» **WORK INSTRUCTIONS**
The result should be every line of the listing that contains "feathers".

» **THE DATA**
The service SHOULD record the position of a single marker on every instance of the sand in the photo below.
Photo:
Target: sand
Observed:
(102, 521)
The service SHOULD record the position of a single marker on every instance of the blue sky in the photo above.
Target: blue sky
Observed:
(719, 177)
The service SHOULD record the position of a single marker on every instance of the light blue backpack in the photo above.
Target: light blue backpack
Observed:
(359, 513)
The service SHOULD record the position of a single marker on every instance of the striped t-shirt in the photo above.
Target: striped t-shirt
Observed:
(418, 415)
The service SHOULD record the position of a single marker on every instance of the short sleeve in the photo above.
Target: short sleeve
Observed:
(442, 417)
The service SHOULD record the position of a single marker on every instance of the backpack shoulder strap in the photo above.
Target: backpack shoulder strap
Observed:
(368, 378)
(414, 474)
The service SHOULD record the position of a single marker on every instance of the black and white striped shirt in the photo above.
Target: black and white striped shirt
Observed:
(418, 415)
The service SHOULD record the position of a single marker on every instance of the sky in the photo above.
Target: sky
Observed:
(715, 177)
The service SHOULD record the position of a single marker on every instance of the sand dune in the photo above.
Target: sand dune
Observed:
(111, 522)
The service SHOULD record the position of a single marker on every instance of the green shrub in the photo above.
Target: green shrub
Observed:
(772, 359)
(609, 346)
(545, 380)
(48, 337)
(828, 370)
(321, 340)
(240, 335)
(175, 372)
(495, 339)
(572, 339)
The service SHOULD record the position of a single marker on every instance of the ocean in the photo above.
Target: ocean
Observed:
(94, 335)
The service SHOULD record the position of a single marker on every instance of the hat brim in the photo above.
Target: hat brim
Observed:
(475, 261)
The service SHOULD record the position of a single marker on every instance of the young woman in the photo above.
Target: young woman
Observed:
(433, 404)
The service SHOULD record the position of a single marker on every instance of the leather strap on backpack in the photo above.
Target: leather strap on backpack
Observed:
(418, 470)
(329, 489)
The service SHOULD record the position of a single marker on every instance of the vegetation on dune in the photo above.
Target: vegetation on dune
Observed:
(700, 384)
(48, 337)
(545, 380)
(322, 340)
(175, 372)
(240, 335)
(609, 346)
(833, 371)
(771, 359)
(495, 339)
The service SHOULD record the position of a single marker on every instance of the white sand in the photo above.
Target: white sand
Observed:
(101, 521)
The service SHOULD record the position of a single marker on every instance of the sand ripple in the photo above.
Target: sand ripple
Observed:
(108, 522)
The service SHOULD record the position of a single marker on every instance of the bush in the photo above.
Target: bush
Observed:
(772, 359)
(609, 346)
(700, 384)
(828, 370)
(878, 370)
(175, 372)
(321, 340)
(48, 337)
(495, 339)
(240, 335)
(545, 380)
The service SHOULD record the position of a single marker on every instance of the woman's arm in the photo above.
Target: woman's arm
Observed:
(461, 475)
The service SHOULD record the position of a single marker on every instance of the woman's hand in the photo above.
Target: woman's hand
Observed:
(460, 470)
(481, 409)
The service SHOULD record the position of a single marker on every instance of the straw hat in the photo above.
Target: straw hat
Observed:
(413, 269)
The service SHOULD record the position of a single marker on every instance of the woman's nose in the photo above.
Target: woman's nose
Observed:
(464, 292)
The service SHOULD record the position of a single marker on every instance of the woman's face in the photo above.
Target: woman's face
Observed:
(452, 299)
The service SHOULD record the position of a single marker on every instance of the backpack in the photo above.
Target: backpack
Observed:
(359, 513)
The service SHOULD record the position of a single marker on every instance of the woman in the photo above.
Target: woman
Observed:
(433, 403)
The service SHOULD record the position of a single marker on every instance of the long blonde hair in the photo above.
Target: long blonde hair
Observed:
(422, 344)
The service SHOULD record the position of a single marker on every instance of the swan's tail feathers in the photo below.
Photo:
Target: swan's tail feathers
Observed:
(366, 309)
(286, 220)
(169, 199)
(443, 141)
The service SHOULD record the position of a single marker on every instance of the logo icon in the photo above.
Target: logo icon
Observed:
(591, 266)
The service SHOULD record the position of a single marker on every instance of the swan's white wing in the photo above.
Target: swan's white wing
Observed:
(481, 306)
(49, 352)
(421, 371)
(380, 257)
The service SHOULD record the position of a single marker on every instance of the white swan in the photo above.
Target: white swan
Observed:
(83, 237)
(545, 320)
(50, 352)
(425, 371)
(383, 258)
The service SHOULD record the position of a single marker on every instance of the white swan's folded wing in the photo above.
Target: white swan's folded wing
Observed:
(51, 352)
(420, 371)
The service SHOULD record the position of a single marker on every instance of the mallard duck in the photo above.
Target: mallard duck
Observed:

» **TASK OUTPUT**
The service SHOULD record the position of a single marker on every instance of the swan's tail feathers in the photo below.
Target: swan's tail feathers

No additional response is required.